• _WHAT TO DO_: Copy the line containing "of the rice", then all lines after it up to and including the final line of the material, exactly and without additions.

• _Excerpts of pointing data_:
===============

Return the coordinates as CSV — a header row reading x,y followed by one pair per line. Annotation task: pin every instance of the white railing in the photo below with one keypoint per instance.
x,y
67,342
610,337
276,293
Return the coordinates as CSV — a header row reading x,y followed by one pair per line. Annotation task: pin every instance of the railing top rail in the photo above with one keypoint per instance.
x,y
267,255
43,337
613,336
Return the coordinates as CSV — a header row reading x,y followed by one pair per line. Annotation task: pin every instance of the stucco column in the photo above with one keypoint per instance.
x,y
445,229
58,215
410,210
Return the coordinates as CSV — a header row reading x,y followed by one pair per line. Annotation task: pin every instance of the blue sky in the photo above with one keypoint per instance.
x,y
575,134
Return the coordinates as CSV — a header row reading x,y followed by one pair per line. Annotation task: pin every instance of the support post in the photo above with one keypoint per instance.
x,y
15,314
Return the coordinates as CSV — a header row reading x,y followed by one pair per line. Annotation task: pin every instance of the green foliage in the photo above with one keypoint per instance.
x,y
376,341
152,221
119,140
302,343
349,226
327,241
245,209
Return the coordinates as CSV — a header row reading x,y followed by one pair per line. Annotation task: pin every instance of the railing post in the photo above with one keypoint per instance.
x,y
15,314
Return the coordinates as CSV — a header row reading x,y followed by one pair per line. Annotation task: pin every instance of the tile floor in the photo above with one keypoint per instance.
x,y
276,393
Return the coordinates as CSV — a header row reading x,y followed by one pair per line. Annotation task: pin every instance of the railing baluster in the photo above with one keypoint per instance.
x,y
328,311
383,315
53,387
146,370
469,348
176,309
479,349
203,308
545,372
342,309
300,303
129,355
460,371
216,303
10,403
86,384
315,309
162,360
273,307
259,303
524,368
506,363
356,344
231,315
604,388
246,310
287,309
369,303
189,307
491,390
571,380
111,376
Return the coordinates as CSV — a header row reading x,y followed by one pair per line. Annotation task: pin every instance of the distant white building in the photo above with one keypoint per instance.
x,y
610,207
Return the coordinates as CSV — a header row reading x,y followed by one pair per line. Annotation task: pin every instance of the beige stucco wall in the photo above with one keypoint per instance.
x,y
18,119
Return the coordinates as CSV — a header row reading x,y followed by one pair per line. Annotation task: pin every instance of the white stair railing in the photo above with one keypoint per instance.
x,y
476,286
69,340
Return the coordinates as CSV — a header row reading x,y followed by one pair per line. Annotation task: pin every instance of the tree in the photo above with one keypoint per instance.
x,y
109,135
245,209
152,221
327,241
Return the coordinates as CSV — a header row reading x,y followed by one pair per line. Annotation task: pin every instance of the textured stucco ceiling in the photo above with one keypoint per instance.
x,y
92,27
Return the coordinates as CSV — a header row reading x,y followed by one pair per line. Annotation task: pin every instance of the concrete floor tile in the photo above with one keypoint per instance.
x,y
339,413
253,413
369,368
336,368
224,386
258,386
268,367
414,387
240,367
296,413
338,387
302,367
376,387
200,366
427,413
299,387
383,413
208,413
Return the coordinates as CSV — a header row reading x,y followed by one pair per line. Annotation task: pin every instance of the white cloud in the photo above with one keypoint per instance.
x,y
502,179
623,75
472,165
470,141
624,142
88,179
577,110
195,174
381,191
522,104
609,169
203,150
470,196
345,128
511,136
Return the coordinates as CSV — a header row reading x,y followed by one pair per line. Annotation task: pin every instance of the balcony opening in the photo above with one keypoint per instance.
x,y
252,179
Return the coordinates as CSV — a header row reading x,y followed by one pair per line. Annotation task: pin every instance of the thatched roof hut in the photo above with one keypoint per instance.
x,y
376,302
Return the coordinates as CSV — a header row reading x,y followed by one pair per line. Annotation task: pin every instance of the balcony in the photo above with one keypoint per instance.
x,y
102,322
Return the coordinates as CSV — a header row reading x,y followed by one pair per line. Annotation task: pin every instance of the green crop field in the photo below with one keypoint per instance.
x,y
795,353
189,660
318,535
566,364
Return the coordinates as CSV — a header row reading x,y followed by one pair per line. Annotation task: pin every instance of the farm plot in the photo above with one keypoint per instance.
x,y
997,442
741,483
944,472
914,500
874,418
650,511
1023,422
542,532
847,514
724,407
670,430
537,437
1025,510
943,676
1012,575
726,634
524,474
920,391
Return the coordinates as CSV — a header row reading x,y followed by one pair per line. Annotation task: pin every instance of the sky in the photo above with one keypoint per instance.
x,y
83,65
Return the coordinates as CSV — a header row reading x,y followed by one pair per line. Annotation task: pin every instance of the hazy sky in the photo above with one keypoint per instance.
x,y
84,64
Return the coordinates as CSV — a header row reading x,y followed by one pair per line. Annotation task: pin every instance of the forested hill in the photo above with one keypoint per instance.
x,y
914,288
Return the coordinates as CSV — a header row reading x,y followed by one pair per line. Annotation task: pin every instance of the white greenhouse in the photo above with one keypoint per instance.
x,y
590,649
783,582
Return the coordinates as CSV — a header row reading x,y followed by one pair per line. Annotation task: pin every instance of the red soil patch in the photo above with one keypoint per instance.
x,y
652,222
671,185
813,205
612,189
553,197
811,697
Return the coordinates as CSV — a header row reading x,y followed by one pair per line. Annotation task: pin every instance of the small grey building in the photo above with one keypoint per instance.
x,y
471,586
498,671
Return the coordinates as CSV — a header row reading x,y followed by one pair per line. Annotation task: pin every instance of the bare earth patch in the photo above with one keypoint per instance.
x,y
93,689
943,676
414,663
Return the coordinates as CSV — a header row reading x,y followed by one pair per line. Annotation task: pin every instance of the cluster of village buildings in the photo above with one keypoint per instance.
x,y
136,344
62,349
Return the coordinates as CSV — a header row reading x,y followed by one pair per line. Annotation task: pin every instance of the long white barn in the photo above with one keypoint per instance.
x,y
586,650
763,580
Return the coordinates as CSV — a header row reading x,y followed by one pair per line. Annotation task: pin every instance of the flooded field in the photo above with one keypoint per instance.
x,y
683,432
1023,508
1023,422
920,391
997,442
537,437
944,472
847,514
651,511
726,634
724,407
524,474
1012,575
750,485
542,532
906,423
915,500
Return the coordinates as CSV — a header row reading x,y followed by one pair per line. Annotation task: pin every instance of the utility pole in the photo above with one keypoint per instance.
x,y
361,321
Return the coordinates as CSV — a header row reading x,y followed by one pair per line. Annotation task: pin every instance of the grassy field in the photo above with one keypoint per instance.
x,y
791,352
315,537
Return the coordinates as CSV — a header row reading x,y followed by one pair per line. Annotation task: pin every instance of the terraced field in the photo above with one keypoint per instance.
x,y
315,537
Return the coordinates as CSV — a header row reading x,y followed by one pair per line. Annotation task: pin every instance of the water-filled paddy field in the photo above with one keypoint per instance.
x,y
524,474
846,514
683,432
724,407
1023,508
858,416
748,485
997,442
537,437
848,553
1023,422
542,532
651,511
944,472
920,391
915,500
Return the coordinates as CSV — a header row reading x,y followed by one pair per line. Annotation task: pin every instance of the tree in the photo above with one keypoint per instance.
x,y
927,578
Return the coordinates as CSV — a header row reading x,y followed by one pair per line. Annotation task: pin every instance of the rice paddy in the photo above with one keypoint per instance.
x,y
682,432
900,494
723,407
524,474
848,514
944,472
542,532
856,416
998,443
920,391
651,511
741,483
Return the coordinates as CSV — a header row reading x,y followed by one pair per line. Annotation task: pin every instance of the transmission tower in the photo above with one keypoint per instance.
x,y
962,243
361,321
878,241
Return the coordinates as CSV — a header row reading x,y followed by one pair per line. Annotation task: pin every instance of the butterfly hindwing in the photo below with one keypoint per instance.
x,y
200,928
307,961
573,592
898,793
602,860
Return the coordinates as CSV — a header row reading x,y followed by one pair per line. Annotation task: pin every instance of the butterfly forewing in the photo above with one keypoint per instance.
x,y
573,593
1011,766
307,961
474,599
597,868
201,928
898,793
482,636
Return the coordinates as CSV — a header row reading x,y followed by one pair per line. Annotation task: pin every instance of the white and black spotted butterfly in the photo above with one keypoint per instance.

===============

• _FINAL ANSWER_:
Return the coordinates as CSV — a header row reading x,y followed by one pair per line. Annotation task: pin every instance of the rice paddy in the photo above with one keypoint per instance.
x,y
682,432
900,494
723,407
524,474
848,514
944,472
542,532
856,416
998,443
920,391
651,511
741,483
Return the coordinates as CSV — a header row reading x,y followed by one pair per line. Annotation task: pin every instance of the transmission tower in the photo above with one keypoint per instance.
x,y
962,243
361,321
878,241
Return the coordinates as CSV — a header row reading x,y followed by one pair per line. Annotation task: pin every instance of the butterfly hindwing in the photo below with one keypoint per instance.
x,y
200,928
307,961
573,592
898,793
602,860
Return the coordinates as CSV — a header row reading x,y followed by one pair per line. Annotation task: pin every instance of the butterfly forewing in the photo above with one keypoint per instance.
x,y
573,593
1011,766
307,961
474,599
597,868
201,928
898,793
482,636
Return the coordinates as CSV — a header row reading x,y followed by one pair per line. Annotation task: pin every instance of the white and black spotted butterfly in the photo above with one keypoint per instance.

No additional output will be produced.